• _Required task_:
Reproduce the passage of the opinion piece on interracial dating below between "When the Oxford" and "War II Japan.", inclusive, word for word.

• _Document passage_:
########
Opinion Why does everyone want a mid white boy?

Link (Archive)

Why does everyone want a mid white boy?​

Dating is hard. Dating is even harder when you’re racialized.

I’ve encountered white men who would comment on my cultural foods, remark how good my English is, and refuse to learn how to use chopsticks. Upon learning that I’m from Hong Kong, they would go on a long spiel about how Wong Kar-wai is their favourite filmmaker and how they love the ‘Eastern meets Western culture’ vibe of the city. With a white man, I’ve never felt fully understood for who I am. Admittedly, I also found it difficult to understand them.

Things were different when I met my current boyfriend, an East Asian man. As he walked me home from our second date, hand-in-hand, through the late-evening chill, we talked about the different ways our families celebrate the Lunar New Year. I told him how, if only we had met a couple of months earlier, we could have celebrated the Mid-Autumn Festival together — maybe even shared a mooncake.

The ease that came with knowing and understanding each other made me feel silly for trying to search for love in seemingly the wrong places; for the strange things I was willing to overlook in exchange for a love that felt more like a superficial prize than authentic intimacy. When we’re curled up on the couch, sharing a pot of oolong tea, I wonder what all of it was for.

It’s probably worth prefacing with some sort of qualifier right now. There is absolutely no problem with loving who you love regardless of race — to argue otherwise would be a recession of the rights that racialized people and interracial couples have fought for in the past century. At the same time, I think it is important to interrogate why racialized women might crave the white man’s validation in a society profiled based on their race and how the pursuit of being desired by the white gaze can warp sexual capital.

The ‘Oxford study’ phenomenon

The ‘Oxford study’ is in reference to a supposed study that claimed that interracial couples are commonly composed of an East Asian woman and a white man. In fact, it is so prevalent that the shorthand WMAF — white male Asian female — has also been coined to refer to this type of relationship.

When the Oxford study became a meme, Asian women became the butt of many online jokes, with comments referring to them as “race traitors.”
Charmaine Yu

The intermingling of East Asian women and white men began with a history of colonialism and imperialism: whether it be from Europeans colonizing Asian countries — such as what the British did to Hong Kong in 1841, or white soldiers being stationed at international base camps, such as American soldiers in post-World War II Japan.
########
• _Material shown_:
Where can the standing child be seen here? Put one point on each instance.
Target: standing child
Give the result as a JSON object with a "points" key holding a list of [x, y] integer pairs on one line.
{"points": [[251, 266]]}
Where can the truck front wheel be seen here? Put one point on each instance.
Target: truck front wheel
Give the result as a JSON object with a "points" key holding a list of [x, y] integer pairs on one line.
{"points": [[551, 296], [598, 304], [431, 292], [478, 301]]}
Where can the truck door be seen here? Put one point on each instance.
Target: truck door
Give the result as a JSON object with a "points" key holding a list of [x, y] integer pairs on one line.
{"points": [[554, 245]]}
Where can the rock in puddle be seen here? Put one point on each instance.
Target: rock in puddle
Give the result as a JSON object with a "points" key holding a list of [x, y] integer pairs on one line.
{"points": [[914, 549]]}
########
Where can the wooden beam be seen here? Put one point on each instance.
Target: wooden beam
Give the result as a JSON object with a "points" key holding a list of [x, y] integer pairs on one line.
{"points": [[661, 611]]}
########
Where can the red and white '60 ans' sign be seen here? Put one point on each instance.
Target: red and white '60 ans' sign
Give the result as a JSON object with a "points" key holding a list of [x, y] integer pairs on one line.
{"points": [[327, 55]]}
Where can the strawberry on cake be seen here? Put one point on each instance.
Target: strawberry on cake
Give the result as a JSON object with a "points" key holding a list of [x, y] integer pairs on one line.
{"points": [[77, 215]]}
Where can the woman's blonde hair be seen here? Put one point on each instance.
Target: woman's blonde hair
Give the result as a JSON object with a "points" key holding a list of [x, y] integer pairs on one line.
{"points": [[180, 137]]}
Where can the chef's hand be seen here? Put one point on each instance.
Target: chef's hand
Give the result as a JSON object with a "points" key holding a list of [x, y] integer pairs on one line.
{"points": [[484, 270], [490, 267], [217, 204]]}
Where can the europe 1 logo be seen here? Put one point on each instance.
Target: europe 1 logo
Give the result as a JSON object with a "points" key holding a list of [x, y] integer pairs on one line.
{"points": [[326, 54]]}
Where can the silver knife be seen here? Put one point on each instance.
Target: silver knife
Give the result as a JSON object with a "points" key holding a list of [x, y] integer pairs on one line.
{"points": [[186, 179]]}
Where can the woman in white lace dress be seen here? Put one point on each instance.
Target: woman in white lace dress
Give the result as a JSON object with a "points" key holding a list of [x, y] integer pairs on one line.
########
• _Answer to the problem_:
When the Oxford study became a meme, Asian women became the butt of many online jokes, with comments referring to them as “race traitors.”
Charmaine Yu

The intermingling of East Asian women and white men began with a history of colonialism and imperialism: whether it be from Europeans colonizing Asian countries — such as what the British did to Hong Kong in 1841, or white soldiers being stationed at international base camps, such as American soldiers in post-World War II Japan.